▶ **TASK INSTRUCTIONS**: Rewrite all of the data below, changing each "marker" to "dot" and keeping everything else the same. Leave the pictures out of your answer.

Stored records
● ● ●

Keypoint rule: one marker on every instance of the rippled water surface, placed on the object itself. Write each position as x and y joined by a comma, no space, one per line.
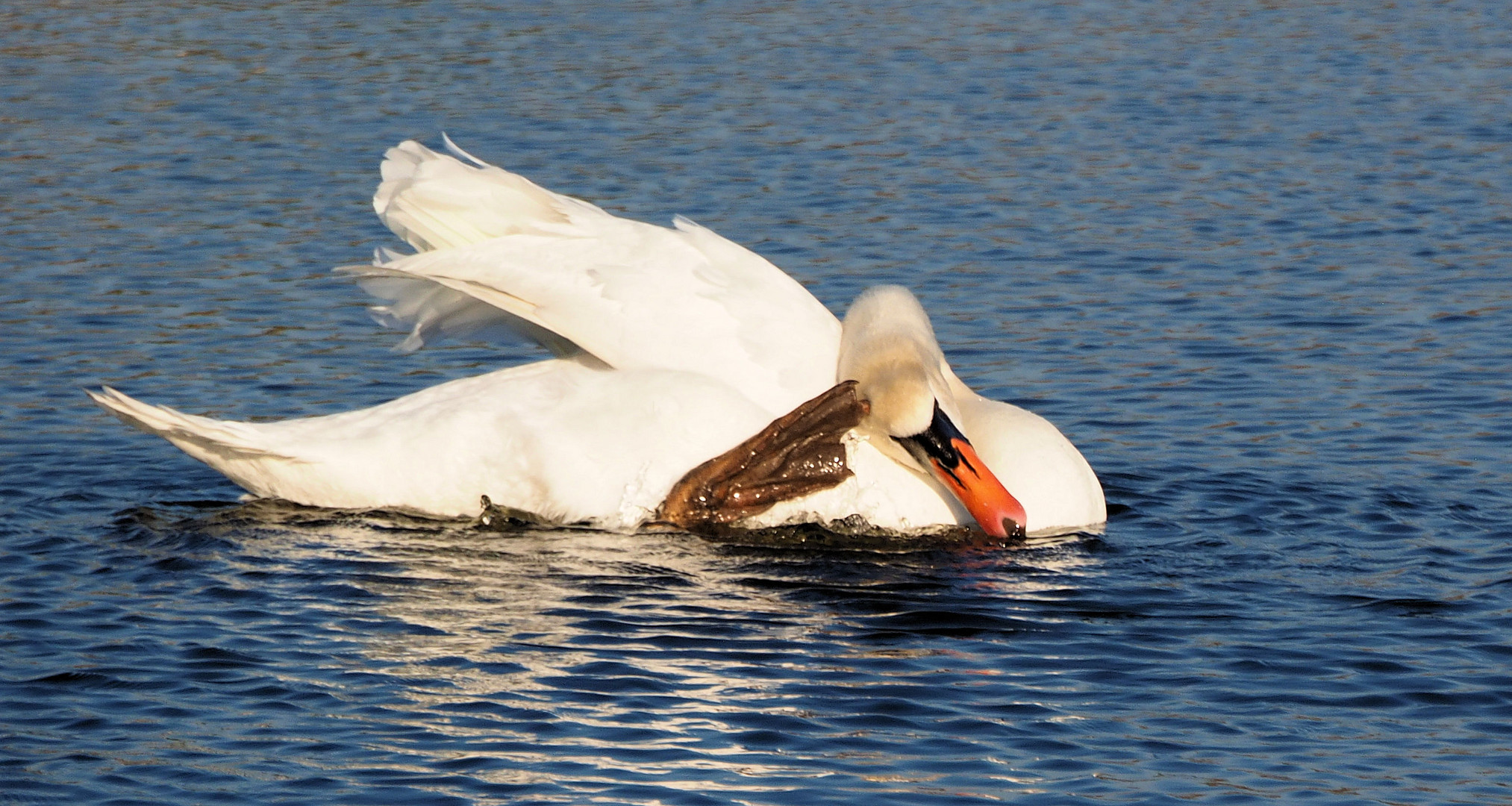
1252,257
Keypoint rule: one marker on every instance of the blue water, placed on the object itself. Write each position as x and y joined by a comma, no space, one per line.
1252,257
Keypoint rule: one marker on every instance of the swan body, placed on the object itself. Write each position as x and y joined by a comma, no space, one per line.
673,346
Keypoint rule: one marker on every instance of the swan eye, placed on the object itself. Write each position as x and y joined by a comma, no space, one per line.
937,443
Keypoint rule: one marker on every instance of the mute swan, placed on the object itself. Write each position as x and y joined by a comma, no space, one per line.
673,346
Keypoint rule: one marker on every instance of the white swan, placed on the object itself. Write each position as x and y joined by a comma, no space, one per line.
673,346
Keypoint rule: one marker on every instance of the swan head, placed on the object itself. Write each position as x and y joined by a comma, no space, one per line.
888,349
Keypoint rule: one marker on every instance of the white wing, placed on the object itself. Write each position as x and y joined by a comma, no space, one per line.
632,296
555,439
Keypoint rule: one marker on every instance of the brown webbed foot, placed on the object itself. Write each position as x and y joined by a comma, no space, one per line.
797,454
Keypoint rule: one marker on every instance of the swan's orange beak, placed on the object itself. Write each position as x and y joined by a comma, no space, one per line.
946,451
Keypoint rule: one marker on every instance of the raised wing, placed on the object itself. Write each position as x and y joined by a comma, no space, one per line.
632,296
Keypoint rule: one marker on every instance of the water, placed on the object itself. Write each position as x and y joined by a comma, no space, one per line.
1251,257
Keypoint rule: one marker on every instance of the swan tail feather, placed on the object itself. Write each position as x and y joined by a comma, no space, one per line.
202,437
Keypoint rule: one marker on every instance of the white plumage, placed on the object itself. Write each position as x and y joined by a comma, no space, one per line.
673,346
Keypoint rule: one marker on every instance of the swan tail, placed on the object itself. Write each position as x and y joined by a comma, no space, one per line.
209,440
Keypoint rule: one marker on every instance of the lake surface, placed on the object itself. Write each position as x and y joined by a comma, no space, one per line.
1252,257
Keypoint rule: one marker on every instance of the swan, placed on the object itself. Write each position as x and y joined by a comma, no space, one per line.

● ● ●

▶ **FINISHED ANSWER**:
Keypoint rule: one dot on every instance of the rippled water surface, placed on the object itself. Write each position as x and y joined by a comma, no space, one per line.
1252,257
Keypoint rule: one dot on every instance of the blue water, placed on the object itself. Write each position as x and y joined by a comma, no space, one per line.
1252,257
Keypoint rule: one dot on every instance of the swan body, placed on the object itself. Write each position as x and y joined by a comma, no space, one per line.
673,346
Keypoint rule: one dot on every instance of the swan eye, placed on the object itself. Write each position as x and y joined by a comma, no space, one per line.
937,443
Keypoint rule: one dot on every instance of the mute swan, placed on the object itself. Write each position as x and y joined by a comma, no space, one per line.
673,346
Keypoint rule: one dot on every instance of the white swan, placed on the object itself. Write each position as x and y joined by a comma, no space, one per line.
673,346
Keypoint rule: one dot on every instance of the swan head, placed on the object itself. Write each position as x and y joined by a comma, no space, one per line.
888,349
Keypoint rule: one dot on every instance of the white wing, placed on the object itself. Write each position as x and y joined by a comma, no space, one per line.
632,296
555,439
Keypoint rule: one dot on every instance of the brown webbed foot, placed on the object itself. Write each position as x and y joined by a comma, no space, one per line.
797,454
Keypoint rule: one dot on every instance of the swan's orange beak, placed on the object itself. Write each position as x and y joined by a comma, no space, one per line.
946,451
Keypoint rule: one dot on every instance of the raised wing, placed on the object itself. Write each position as x and y joined by a comma, no space, one per line.
632,296
Keypoint rule: one dot on every instance of the water, placed on the object itself. Write each position as x and y joined by a comma, no space, one per line.
1251,257
Keypoint rule: one dot on every instance of the swan tail feather, placed on the object itself. Write each position as x and y joined by a comma, no space, one per line.
202,437
Keypoint rule: one dot on every instance of the white plumage, placed on the object itself. Write each position as x and y joined by a comma, no space, one per line.
673,346
Keypoint rule: one dot on every instance of the swan tail, placed on the object itself. Write each position as x and y joined by a comma, no space, one per line.
209,440
Keypoint rule: one dot on every instance of the lake surface, placed on the object itself. Write each position as x and y joined by a comma, no space, one per line.
1252,257
Keypoint rule: one dot on every instance of the swan, placed on the object itself. Write each position as x and y joined by a comma, no space, one per line.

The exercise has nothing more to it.